Stride, concettualmente, l’immagine degli affollamenti nelle baite di montagna con il pensiero degli studenti delle scuole superiori che ancora non possono tornare fisicamente in aula a seguire le lezioni.

Il punto è che non esiste una proporzionalità. Da una parte c’è uno sciame di persone che può infilarsi indisturbato dentro un rifugio o un ristorante in cima alla montagna e dall’altra ci sono gli impianti che non possono aprire, tout court

Sugli impianti però c’è da dire che governo italiano e tedesco hanno provato a convincere l’Unione Europea a stabilire regole valide per tutti gli stati membri (la Svizzera non ne sarebbe comunque stata soggetta).

# # # # #

> RICHIESTA DATA A
Ripeti parola per parola, tra le voci riportate più avanti, le righe che vanno da quella contenente "Q: Point out every instance of the baseball above, giving" fino a quella contenente "x=403 y=200", inclusa.
Il brano e le voci sono materiali distinti e indipendenti.

# # # # #

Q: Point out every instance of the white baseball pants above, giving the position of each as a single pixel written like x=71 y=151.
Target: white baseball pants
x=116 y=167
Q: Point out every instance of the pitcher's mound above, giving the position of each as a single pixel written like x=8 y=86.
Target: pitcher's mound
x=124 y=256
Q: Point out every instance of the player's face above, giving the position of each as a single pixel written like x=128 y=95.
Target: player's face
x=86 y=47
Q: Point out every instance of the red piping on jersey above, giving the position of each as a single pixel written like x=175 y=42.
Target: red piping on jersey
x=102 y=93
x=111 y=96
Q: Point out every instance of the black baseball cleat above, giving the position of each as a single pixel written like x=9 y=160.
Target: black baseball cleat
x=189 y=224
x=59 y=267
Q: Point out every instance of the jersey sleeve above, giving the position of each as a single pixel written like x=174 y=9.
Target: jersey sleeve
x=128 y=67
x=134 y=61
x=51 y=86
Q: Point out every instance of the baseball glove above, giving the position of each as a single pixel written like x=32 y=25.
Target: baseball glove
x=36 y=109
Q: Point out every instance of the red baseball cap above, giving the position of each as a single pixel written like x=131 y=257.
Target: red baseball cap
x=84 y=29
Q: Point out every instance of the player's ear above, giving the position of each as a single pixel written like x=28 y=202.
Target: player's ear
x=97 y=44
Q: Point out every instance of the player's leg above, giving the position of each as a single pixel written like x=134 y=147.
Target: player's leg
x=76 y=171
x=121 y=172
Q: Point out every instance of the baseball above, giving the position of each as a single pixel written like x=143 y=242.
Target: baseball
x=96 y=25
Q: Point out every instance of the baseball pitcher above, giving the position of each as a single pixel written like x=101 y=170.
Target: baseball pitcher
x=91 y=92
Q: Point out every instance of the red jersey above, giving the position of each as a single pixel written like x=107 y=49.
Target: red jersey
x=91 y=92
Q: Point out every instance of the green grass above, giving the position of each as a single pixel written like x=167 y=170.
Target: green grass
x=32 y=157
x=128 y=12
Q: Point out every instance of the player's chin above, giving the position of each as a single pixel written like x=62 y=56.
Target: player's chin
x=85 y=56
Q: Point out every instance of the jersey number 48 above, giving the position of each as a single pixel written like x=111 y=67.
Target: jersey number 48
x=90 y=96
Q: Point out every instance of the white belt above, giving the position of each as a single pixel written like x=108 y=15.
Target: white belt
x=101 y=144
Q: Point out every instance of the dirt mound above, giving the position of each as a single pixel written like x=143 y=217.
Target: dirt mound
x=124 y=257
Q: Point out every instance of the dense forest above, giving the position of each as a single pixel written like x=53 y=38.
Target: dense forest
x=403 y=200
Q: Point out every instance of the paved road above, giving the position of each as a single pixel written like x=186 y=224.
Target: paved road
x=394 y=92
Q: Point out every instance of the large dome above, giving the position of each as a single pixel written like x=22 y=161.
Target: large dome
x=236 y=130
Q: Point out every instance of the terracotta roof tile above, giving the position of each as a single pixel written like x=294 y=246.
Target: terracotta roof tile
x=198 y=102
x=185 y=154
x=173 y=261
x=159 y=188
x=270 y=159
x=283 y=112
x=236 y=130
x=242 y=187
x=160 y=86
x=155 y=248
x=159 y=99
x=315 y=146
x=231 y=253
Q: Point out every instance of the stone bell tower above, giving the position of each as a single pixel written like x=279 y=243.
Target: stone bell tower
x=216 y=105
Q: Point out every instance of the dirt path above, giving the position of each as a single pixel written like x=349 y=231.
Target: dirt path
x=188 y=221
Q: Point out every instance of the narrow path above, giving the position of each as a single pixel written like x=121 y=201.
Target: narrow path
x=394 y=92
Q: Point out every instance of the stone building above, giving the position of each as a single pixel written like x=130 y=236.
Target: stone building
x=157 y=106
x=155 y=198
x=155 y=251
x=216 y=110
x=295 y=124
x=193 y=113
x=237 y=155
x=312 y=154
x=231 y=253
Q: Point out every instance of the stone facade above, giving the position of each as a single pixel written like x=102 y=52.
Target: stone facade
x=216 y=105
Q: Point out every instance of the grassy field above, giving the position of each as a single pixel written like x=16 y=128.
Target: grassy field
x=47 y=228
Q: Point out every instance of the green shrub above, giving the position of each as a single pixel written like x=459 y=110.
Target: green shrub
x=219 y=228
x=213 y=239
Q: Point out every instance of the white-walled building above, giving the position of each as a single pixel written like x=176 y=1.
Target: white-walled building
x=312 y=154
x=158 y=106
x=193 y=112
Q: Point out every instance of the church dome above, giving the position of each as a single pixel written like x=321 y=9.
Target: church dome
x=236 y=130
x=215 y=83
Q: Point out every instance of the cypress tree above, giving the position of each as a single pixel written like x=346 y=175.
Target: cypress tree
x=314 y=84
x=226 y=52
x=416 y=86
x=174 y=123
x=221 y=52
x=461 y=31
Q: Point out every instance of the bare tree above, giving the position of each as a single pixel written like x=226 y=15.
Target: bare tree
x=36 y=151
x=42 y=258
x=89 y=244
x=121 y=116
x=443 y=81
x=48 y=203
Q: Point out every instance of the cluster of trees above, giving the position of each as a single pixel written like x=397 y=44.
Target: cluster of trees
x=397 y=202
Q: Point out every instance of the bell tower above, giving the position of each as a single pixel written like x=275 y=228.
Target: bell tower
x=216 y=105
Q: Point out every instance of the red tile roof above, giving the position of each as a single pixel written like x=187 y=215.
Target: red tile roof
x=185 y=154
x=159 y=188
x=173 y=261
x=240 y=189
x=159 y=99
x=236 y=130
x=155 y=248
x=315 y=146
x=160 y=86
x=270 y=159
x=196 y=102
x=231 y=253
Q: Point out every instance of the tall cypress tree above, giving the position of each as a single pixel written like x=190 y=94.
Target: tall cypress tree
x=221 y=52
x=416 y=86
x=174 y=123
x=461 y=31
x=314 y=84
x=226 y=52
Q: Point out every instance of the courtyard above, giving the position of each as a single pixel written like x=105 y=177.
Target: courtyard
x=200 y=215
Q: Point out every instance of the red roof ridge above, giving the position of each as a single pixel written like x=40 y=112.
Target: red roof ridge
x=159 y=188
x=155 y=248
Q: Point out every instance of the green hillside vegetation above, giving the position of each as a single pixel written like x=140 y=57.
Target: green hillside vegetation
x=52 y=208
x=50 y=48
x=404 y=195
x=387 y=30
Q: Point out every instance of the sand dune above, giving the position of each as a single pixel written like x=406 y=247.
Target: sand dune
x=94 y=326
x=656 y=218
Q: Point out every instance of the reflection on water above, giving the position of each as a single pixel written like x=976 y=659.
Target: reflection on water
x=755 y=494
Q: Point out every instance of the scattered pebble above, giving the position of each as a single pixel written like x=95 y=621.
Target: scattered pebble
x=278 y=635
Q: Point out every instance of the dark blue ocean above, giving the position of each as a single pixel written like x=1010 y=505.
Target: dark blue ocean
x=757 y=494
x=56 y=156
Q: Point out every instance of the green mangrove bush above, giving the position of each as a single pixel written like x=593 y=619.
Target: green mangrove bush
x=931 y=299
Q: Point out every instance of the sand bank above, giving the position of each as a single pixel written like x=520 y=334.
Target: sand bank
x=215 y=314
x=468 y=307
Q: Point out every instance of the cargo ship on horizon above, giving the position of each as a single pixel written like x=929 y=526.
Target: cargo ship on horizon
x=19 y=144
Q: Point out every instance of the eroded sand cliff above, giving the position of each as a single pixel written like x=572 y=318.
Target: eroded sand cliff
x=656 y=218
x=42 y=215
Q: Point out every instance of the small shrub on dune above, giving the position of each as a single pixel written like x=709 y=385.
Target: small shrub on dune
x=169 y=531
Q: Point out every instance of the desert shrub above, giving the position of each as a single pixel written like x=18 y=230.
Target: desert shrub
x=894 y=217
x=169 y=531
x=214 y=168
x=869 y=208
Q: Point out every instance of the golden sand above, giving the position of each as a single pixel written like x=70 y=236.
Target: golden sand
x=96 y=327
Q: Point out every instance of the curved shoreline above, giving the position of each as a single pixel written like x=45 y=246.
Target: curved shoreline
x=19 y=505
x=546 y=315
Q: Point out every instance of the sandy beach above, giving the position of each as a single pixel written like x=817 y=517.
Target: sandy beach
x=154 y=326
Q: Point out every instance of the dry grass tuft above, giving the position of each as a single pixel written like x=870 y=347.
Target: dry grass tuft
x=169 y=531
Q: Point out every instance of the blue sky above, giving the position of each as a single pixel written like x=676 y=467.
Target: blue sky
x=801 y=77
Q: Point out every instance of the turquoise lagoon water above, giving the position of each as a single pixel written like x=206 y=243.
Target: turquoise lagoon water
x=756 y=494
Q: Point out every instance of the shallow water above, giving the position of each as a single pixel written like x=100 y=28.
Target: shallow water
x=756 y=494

# # # # #

> RICHIESTA DATA B
Copia senza alcuna modifica il passo del brano estratto che va da "Il punto è che" fino a "comunque stata soggetta)." compreso.

> RISULTATO A
Q: Point out every instance of the baseball above, giving the position of each as a single pixel written like x=143 y=242.
Target: baseball
x=96 y=25
Q: Point out every instance of the baseball pitcher above, giving the position of each as a single pixel written like x=101 y=170.
Target: baseball pitcher
x=91 y=92
Q: Point out every instance of the red jersey above, giving the position of each as a single pixel written like x=107 y=49.
Target: red jersey
x=91 y=92
Q: Point out every instance of the green grass above, giving the position of each as a single pixel written like x=167 y=170.
Target: green grass
x=32 y=157
x=128 y=12
Q: Point out every instance of the player's chin above, giving the position of each as a single pixel written like x=62 y=56.
Target: player's chin
x=85 y=56
Q: Point out every instance of the jersey number 48 above, giving the position of each as a single pixel written like x=111 y=67.
Target: jersey number 48
x=90 y=96
Q: Point out every instance of the white belt above, giving the position of each as a single pixel written like x=108 y=15.
Target: white belt
x=101 y=144
Q: Point out every instance of the dirt mound above, giving the position of each as a single pixel written like x=143 y=217.
Target: dirt mound
x=124 y=257
Q: Point out every instance of the dense forest above, giving the position of each as a single pixel written like x=53 y=38.
Target: dense forest
x=403 y=200

> RISULTATO B
Il punto è che non esiste una proporzionalità. Da una parte c’è uno sciame di persone che può infilarsi indisturbato dentro un rifugio o un ristorante in cima alla montagna e dall’altra ci sono gli impianti che non possono aprire, tout court

Sugli impianti però c’è da dire che governo italiano e tedesco hanno provato a convincere l’Unione Europea a stabilire regole valide per tutti gli stati membri (la Svizzera non ne sarebbe comunque stata soggetta).